Copy the stretch from the start of the rows through the line that contains "pixel 405 337", including that line, and reproduce every line in it without any change.
::: EXCERPTED RECORDS :::
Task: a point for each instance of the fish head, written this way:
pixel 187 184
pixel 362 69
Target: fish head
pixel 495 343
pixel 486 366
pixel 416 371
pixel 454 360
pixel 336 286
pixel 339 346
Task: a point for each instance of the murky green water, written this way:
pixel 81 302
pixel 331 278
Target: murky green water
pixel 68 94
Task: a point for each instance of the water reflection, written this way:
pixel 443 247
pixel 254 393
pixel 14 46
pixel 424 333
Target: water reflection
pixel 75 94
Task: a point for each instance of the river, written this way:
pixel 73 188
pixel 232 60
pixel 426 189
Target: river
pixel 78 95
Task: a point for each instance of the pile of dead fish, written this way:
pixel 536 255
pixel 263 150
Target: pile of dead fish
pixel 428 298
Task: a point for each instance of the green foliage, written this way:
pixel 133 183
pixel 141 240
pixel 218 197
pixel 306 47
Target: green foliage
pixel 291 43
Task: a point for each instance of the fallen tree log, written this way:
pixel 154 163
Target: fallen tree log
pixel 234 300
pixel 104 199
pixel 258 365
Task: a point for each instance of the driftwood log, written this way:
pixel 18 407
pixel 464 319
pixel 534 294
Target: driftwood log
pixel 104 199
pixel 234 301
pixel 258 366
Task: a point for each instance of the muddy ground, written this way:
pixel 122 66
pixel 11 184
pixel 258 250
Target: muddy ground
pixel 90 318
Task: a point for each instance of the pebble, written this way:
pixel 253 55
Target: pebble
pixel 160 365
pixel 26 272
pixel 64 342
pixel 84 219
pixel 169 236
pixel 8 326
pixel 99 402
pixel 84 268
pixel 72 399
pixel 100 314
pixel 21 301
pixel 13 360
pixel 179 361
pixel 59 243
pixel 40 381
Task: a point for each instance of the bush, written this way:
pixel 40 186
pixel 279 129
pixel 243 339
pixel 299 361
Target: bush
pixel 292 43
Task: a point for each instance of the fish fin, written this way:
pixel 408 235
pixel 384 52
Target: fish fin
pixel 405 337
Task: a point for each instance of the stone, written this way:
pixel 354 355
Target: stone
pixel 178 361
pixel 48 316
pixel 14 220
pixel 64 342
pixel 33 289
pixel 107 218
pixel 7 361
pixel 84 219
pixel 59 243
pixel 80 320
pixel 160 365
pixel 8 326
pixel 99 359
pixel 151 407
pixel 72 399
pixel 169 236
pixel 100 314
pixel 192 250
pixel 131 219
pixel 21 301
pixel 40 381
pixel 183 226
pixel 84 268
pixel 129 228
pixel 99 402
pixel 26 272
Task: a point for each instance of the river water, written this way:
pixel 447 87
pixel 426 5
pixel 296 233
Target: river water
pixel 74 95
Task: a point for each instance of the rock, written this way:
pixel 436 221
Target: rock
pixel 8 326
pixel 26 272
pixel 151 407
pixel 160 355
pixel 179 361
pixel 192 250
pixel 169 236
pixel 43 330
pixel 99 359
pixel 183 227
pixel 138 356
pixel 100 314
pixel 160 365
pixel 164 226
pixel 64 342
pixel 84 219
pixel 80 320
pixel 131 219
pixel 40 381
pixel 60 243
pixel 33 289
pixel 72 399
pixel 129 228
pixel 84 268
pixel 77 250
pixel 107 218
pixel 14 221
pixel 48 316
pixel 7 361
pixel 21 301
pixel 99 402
:::
# OUTPUT OF THE TASK:
Task: a point for each instance of the fish head, written this way:
pixel 187 184
pixel 362 69
Target: fish head
pixel 495 343
pixel 486 366
pixel 416 371
pixel 454 360
pixel 336 286
pixel 339 346
Task: a point for each instance of the murky green water, written this way:
pixel 81 302
pixel 331 278
Target: murky green water
pixel 68 94
Task: a point for each instance of the water reflection, written this way:
pixel 443 247
pixel 254 393
pixel 14 46
pixel 424 333
Target: water reflection
pixel 75 94
Task: a point for each instance of the river, written this way:
pixel 73 188
pixel 232 60
pixel 426 189
Target: river
pixel 78 95
Task: a point for each instance of the pile of dead fish, written this way:
pixel 536 255
pixel 263 150
Target: pile of dead fish
pixel 428 298
Task: a point for each instance of the green foliage, written this way:
pixel 133 183
pixel 141 240
pixel 218 197
pixel 306 47
Target: green foliage
pixel 291 43
Task: a point for each instance of the fallen tree log, written this way:
pixel 154 163
Target: fallen tree log
pixel 234 300
pixel 104 199
pixel 258 365
Task: a point for each instance of the driftwood log, written this way:
pixel 18 407
pixel 464 319
pixel 534 294
Target: driftwood log
pixel 104 199
pixel 234 301
pixel 258 366
Task: a point for each instance of the muddy ground, written this way:
pixel 122 66
pixel 11 184
pixel 258 250
Target: muddy ground
pixel 90 318
Task: a point for each instance of the pebble, written this way:
pixel 253 55
Target: pebble
pixel 160 365
pixel 26 272
pixel 64 342
pixel 84 219
pixel 169 236
pixel 8 326
pixel 99 402
pixel 84 268
pixel 72 399
pixel 100 314
pixel 21 301
pixel 13 360
pixel 179 361
pixel 59 243
pixel 40 381
Task: a point for each instance of the bush, written this way:
pixel 40 186
pixel 279 129
pixel 243 339
pixel 299 361
Target: bush
pixel 292 43
Task: a point for each instance of the fish fin, written this way:
pixel 408 235
pixel 384 52
Target: fish fin
pixel 405 337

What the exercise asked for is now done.